*PROMPT*.
Copy the lines below word for word, but only the stretch from the line containing "The client would like the open" through the line containing "[223,83,233,107]", including both of those lines.

*RECORDS FOR THIS EXERCISE*.
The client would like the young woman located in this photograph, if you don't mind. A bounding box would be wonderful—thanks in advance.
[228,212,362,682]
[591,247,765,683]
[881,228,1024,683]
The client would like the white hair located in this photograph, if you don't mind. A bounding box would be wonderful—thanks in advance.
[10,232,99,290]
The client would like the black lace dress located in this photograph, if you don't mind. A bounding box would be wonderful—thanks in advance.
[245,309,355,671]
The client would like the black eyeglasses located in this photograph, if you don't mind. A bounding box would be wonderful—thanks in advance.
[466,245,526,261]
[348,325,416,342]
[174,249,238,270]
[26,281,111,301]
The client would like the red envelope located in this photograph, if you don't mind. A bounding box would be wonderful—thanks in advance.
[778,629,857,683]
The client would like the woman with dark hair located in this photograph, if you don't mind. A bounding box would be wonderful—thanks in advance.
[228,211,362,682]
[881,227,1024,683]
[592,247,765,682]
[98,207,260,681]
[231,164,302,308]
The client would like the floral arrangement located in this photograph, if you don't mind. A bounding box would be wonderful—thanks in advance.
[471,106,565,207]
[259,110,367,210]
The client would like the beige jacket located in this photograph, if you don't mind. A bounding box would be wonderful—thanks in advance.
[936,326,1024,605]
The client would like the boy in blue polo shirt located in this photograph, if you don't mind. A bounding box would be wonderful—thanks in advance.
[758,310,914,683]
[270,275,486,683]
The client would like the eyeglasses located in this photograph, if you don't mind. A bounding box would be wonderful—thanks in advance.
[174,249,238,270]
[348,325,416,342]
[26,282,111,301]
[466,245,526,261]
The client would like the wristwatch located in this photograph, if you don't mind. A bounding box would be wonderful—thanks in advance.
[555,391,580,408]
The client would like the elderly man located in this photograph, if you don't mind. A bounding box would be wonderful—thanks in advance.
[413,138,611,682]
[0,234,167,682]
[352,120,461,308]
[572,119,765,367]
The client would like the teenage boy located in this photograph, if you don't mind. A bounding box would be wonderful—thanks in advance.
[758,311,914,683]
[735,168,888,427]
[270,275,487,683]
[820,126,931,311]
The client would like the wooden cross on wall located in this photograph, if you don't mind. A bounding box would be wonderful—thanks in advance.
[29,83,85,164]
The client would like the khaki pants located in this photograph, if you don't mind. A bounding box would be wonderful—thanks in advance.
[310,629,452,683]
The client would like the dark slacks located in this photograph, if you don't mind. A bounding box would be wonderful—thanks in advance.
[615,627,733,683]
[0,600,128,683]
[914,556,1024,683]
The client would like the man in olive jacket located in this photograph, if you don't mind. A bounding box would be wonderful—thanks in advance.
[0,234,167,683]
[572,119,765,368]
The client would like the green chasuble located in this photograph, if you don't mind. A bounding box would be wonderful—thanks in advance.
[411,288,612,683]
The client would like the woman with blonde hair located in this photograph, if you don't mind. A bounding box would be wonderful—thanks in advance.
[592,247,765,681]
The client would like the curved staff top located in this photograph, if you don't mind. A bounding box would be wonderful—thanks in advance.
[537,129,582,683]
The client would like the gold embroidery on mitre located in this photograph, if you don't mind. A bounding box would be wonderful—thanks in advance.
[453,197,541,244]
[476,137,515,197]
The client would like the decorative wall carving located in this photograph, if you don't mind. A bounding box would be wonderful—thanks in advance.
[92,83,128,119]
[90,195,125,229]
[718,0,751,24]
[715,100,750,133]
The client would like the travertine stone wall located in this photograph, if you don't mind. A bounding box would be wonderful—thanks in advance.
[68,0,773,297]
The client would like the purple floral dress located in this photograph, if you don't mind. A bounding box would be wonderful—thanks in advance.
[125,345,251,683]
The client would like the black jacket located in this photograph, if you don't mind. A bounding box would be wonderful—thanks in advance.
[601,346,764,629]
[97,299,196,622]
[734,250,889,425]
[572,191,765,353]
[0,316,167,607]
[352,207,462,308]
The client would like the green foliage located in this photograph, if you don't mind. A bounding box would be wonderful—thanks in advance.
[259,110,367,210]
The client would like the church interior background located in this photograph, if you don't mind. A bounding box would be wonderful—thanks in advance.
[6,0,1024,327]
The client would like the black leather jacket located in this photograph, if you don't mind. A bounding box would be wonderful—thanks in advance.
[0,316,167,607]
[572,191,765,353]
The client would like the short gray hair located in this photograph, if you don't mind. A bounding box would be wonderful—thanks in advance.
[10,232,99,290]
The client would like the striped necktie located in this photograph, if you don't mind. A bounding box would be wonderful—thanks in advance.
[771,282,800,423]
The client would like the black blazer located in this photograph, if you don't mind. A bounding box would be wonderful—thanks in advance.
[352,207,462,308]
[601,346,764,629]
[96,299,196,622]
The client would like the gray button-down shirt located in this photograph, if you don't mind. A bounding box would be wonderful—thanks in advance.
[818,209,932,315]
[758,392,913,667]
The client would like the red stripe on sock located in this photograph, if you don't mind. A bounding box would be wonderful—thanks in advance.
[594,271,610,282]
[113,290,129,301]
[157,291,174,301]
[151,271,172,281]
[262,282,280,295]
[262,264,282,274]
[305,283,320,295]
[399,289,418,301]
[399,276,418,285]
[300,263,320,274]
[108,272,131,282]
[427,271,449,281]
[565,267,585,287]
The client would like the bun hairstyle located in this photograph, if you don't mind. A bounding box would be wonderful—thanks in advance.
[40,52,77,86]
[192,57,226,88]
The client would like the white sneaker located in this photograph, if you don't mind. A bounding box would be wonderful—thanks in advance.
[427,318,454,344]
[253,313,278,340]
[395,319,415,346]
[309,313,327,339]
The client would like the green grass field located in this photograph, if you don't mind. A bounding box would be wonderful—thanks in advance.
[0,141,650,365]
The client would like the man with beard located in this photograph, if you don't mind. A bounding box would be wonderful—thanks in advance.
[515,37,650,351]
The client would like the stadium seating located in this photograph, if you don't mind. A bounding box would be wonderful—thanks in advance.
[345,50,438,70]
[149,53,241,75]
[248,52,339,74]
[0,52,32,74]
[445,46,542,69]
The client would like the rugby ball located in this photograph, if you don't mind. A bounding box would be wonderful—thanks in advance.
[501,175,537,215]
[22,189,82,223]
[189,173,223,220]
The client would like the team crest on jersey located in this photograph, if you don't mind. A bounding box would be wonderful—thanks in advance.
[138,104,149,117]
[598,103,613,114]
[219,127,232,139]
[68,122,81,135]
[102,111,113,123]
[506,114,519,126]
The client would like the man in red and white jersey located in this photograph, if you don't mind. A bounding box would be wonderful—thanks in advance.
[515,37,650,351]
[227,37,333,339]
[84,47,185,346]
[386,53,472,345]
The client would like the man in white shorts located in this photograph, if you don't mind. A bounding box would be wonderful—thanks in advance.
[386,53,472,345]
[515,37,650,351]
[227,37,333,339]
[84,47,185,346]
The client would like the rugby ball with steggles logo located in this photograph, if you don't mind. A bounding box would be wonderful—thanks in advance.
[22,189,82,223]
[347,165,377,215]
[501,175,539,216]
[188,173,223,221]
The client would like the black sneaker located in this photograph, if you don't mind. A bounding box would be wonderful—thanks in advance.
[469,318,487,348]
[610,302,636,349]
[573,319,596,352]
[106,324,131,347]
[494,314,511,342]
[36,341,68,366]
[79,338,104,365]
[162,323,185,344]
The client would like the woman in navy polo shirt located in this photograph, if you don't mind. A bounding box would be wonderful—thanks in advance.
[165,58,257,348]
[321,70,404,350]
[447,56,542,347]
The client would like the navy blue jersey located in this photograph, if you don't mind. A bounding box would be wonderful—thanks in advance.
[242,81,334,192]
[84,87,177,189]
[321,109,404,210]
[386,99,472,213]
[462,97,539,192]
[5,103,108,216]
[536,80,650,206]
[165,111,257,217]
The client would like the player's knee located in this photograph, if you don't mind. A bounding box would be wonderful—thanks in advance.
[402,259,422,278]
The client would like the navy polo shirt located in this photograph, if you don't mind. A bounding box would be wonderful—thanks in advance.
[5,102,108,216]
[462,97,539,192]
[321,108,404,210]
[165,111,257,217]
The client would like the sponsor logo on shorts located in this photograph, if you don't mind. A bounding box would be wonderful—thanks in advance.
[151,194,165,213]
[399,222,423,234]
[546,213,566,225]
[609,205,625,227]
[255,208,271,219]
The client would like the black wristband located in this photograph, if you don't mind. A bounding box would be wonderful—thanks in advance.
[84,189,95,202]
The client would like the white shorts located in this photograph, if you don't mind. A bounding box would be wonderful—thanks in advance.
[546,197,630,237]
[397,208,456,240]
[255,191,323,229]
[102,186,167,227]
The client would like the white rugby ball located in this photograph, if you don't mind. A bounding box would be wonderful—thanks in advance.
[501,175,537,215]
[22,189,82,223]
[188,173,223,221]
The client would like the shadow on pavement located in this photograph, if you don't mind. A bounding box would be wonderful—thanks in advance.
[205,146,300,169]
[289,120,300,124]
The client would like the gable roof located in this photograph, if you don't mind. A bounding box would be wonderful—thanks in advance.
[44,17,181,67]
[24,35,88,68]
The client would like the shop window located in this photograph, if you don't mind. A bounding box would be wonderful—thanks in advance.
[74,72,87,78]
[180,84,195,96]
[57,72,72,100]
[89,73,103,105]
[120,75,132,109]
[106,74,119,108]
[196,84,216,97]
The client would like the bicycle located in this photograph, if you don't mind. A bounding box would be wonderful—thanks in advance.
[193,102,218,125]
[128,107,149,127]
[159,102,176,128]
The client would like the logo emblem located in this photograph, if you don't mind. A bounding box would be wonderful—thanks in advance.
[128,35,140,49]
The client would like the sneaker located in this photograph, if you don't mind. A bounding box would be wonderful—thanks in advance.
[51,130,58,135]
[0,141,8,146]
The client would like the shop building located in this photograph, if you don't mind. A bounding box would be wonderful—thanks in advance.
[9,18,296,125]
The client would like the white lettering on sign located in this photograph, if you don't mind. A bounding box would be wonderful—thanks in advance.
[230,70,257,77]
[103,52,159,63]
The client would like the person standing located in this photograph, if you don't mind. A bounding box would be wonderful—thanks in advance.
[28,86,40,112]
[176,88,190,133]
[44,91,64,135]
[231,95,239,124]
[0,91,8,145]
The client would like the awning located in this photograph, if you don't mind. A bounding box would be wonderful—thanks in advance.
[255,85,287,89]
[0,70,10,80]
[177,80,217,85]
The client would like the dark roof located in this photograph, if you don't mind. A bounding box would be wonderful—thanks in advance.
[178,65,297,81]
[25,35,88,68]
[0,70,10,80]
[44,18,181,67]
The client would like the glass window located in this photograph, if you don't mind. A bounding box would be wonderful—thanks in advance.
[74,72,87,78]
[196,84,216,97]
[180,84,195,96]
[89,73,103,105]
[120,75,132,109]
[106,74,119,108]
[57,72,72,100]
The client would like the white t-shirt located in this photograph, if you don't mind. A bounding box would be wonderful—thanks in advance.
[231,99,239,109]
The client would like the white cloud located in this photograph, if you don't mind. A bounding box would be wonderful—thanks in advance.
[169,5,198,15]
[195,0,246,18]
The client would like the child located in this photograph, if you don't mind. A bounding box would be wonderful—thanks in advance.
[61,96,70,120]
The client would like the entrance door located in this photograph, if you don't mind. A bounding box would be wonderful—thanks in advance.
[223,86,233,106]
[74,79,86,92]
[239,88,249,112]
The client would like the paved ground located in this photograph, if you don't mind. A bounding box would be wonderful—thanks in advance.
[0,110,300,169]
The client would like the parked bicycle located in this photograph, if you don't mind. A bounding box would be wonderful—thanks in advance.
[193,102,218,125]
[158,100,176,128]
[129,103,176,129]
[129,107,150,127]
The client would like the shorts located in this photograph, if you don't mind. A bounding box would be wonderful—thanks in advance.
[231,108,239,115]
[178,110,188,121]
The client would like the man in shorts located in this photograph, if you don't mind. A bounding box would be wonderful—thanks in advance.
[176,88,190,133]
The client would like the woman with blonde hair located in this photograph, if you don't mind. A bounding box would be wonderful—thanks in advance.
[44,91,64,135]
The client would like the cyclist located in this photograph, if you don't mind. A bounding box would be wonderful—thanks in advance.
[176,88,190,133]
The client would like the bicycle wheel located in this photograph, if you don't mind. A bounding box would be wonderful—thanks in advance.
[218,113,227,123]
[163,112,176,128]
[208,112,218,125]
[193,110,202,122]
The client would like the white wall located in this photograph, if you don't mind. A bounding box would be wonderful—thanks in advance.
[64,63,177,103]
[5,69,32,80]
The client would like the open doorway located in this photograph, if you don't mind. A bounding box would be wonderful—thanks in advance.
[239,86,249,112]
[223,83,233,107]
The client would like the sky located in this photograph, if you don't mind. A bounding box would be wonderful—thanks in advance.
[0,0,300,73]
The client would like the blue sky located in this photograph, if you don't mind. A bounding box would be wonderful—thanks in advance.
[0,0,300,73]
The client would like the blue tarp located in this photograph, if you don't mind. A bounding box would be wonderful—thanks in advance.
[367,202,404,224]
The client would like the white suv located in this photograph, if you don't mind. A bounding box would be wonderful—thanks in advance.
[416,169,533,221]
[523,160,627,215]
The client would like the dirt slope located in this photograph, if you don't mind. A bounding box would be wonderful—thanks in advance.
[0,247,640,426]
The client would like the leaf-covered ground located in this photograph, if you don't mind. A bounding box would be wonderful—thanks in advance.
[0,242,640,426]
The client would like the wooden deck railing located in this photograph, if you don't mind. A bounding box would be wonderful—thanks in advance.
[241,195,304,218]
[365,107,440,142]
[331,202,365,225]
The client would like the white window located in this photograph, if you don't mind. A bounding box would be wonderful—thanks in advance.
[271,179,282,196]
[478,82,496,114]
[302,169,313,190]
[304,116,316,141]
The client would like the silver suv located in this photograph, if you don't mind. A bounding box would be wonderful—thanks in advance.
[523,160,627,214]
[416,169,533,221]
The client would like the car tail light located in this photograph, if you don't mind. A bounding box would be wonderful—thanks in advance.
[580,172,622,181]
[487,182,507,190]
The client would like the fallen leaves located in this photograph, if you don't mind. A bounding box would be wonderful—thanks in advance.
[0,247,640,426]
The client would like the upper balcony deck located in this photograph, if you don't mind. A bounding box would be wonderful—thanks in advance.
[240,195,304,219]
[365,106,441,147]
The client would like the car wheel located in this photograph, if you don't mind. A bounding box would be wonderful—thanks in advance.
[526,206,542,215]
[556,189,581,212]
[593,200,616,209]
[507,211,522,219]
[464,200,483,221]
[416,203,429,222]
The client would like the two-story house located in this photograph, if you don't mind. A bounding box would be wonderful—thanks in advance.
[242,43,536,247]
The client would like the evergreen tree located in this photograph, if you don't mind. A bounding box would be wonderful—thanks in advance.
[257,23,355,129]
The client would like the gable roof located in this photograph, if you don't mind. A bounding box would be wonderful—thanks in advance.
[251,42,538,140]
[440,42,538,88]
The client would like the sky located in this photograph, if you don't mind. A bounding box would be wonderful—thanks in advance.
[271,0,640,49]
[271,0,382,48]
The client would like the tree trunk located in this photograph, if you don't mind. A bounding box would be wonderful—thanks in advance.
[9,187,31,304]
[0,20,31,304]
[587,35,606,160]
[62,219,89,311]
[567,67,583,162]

*RESPONSE*.
The client would like the open doorway located in this photograph, if you don't mind. A bounding box would be wonderful—thanks in advance.
[239,86,249,112]
[223,83,233,107]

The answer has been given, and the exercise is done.